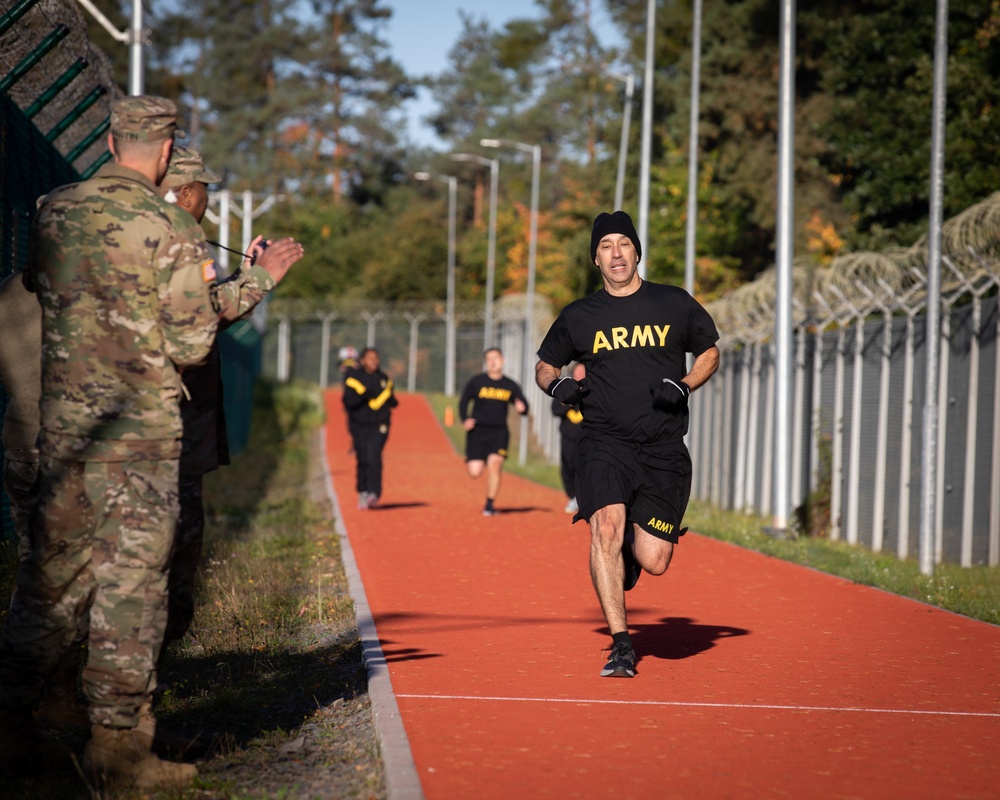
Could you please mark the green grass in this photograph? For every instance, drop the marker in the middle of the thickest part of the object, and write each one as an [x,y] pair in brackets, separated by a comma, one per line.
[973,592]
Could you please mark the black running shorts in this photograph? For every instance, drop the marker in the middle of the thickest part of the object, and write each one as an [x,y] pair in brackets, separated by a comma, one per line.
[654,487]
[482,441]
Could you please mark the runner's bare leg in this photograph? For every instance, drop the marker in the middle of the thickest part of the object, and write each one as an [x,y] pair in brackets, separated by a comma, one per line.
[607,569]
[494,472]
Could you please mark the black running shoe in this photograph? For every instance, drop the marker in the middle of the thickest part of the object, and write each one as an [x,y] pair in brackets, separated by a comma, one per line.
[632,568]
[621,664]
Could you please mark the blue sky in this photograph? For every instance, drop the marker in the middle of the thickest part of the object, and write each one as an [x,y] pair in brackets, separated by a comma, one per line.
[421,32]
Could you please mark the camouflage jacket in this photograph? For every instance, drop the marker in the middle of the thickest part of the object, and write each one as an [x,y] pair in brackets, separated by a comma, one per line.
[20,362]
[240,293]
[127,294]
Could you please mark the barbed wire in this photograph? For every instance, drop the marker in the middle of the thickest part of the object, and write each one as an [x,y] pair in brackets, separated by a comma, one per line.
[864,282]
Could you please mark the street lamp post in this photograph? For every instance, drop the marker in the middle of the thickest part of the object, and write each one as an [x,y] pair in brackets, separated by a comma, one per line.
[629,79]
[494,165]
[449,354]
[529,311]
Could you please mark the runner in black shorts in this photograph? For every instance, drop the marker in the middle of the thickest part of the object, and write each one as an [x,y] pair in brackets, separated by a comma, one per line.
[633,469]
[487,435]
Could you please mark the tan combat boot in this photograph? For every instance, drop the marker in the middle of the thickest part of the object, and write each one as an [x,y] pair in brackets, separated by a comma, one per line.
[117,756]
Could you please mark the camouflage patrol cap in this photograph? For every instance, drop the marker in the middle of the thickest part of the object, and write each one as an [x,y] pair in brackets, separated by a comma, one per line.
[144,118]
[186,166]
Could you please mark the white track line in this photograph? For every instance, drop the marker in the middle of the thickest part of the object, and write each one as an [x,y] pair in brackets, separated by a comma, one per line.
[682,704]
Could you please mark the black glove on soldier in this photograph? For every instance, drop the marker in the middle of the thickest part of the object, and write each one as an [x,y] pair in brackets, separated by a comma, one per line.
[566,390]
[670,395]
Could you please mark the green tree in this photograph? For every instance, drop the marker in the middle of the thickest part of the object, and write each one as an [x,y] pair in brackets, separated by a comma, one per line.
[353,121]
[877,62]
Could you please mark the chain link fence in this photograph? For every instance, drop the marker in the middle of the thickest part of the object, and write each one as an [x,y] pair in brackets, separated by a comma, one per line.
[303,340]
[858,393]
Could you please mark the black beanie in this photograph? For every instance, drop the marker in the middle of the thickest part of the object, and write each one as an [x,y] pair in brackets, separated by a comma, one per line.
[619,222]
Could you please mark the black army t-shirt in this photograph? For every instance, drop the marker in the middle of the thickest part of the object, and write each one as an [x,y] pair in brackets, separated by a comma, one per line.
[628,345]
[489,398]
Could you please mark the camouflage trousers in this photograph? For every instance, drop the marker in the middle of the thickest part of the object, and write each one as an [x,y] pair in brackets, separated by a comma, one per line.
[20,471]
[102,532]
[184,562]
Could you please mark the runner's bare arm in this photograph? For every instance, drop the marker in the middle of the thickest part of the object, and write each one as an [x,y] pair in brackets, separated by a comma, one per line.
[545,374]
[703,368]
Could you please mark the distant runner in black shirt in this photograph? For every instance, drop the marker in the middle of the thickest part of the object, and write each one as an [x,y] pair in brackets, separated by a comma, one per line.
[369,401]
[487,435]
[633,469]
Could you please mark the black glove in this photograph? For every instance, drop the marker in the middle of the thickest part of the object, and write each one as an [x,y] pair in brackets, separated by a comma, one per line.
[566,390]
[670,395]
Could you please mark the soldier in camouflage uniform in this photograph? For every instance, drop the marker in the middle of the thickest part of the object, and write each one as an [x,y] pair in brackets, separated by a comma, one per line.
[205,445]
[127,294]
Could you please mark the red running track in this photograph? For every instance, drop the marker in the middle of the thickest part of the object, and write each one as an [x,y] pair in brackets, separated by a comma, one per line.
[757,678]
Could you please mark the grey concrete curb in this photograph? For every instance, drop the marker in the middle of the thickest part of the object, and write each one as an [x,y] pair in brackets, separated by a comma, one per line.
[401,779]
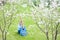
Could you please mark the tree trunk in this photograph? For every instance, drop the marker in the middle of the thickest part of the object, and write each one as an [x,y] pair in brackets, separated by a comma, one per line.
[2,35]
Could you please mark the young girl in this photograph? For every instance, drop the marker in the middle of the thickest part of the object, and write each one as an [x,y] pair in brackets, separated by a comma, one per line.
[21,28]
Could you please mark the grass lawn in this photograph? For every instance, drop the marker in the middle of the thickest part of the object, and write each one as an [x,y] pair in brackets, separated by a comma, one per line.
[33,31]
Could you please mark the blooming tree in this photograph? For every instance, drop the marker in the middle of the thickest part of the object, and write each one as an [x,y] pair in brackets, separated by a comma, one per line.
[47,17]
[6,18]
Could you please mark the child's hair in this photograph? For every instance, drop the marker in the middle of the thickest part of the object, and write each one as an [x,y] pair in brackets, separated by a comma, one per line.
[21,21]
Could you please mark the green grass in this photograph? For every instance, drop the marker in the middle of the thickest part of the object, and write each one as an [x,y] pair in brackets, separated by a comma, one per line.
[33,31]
=======
## [What the task asks]
Reproduce the stretch from the line containing "Could you please mark the child's" through the end of the material, requests included, shifting every x and y coordinate in the answers up by 95.

## [Task solution]
Could you please mark the child's hair in this photograph? For every instance, drop the marker in the middle of the thickest part of the object, and write each one as an [x,y] pair in brackets, separated by a comma, one per line.
[116,116]
Could you please mark the green grass in this photograph? For every instance, drop the marker in the middle of the thickest part of the object, and write each one as an [x,y] pair in brackets, separated by a comma, one per line.
[128,126]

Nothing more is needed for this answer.